Work to do :: Rewrite every line of the entries below as a numbered list, skipping blank lines and leaving out the pictures.

Entries shown ::
+ + + +

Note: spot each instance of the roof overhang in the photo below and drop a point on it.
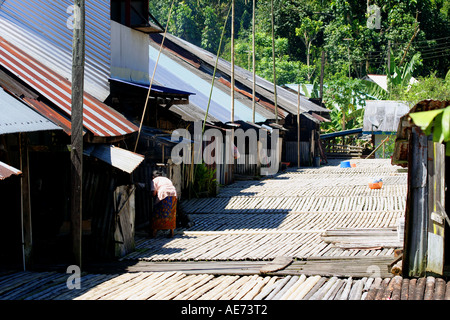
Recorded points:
(175, 96)
(100, 120)
(119, 158)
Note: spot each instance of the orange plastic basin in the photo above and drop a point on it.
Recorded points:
(377, 185)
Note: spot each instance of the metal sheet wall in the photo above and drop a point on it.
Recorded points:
(40, 28)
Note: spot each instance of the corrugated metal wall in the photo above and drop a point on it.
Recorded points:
(40, 28)
(291, 152)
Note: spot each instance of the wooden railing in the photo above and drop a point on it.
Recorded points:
(342, 151)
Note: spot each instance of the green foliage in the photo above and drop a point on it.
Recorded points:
(304, 28)
(345, 98)
(389, 147)
(436, 122)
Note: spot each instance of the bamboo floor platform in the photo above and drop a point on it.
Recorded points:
(309, 214)
(180, 286)
(286, 215)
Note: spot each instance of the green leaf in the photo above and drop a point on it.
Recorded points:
(437, 131)
(446, 124)
(424, 119)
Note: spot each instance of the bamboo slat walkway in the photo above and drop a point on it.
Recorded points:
(285, 214)
(180, 286)
(311, 215)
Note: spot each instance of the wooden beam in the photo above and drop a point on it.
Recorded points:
(27, 239)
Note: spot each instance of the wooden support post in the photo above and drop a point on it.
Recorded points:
(254, 60)
(232, 61)
(322, 71)
(274, 69)
(77, 128)
(298, 126)
(27, 239)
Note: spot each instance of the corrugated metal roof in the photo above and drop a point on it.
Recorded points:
(7, 171)
(172, 73)
(117, 157)
(17, 117)
(383, 115)
(285, 99)
(99, 119)
(39, 27)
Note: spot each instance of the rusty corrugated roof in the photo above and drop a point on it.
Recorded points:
(99, 119)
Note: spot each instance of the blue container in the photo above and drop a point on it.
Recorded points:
(345, 164)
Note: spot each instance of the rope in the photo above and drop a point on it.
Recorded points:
(215, 68)
(153, 76)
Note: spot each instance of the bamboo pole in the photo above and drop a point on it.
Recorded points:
(232, 60)
(254, 61)
(298, 126)
(274, 69)
(78, 60)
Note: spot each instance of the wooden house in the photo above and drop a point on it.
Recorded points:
(381, 119)
(36, 66)
(426, 241)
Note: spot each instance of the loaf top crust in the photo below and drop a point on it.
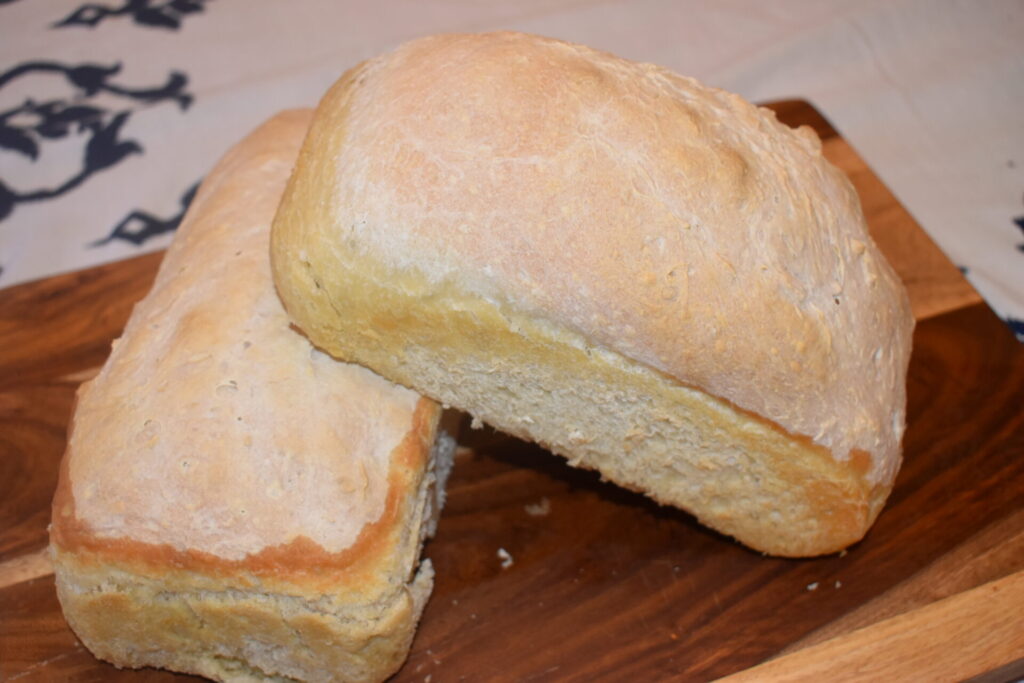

+ + + +

Result of this exercise ::
1. Note: spot each instance of the roof overhang in the photo below and drop a point on it.
2. Recorded points:
3. (175, 96)
4. (100, 120)
5. (119, 158)
6. Note: spot each instance of the orange plastic basin in the photo above and drop a point on it.
7. Recorded points:
8. (377, 185)
9. Note: spot each instance of the metal sheet wall in the photo above and drop a point on it.
10. Recorded points:
11. (40, 28)
12. Note: spot each instance of the corrugated metal wall in the photo above and drop a point on it.
13. Recorded points:
14. (40, 28)
15. (291, 152)
16. Note: spot each instance of the wooden railing in the photo above and drop a point on it.
17. Recorded points:
18. (342, 151)
19. Note: spot each instance of the green foliage in the photo above and drop a point on it.
20. Recorded points:
21. (304, 28)
22. (345, 98)
23. (389, 147)
24. (436, 122)
25. Note: spot each instance of the bamboo floor platform in the photo above and drop a point on it.
26. Recorded points:
27. (309, 214)
28. (180, 286)
29. (286, 215)
30. Note: spot each instance of the green leaf in the photo above and drop a point on it.
31. Recorded points:
32. (437, 131)
33. (446, 124)
34. (424, 119)
35. Note: spot each instance of the bamboo slat walkway in the photo above and drop a point on it.
36. Recorded points:
37. (285, 214)
38. (180, 286)
39. (311, 215)
40. Note: spot each instance of the wooden beam in the photo above and drop a point on it.
41. Recorded points:
42. (27, 239)
43. Note: spot each instance of the wooden support post in the photo above and drop a point on it.
44. Recorded points:
45. (254, 60)
46. (232, 61)
47. (322, 71)
48. (274, 69)
49. (77, 128)
50. (298, 126)
51. (27, 239)
52. Note: spot each instance of the corrugated metal roof in the photo above and drop a point on it.
53. Recorded points:
54. (7, 171)
55. (172, 73)
56. (117, 157)
57. (17, 117)
58. (383, 115)
59. (285, 99)
60. (99, 119)
61. (39, 27)
62. Note: spot each instance of the rusty corrugated roof in the photo above and drop a point on it.
63. Recorded points:
64. (99, 119)
65. Note: spot each instance of the blue container in the photo above and drop a point on it.
66. Recorded points:
67. (345, 164)
68. Note: spot each instance of the rope in the photo above and drop a point on it.
69. Recorded points:
70. (215, 68)
71. (153, 76)
72. Note: spot each instance of the bamboo pole in the photo above and drop a point on it.
73. Recorded points:
74. (232, 60)
75. (254, 61)
76. (298, 126)
77. (274, 69)
78. (78, 60)
79. Note: spot each instance of the wooden house in the photo above and drop a point on it.
80. Recorded points:
81. (381, 119)
82. (36, 66)
83. (426, 241)
84. Note: spot each instance of the loaf top crust in the photo below and drop a point on it.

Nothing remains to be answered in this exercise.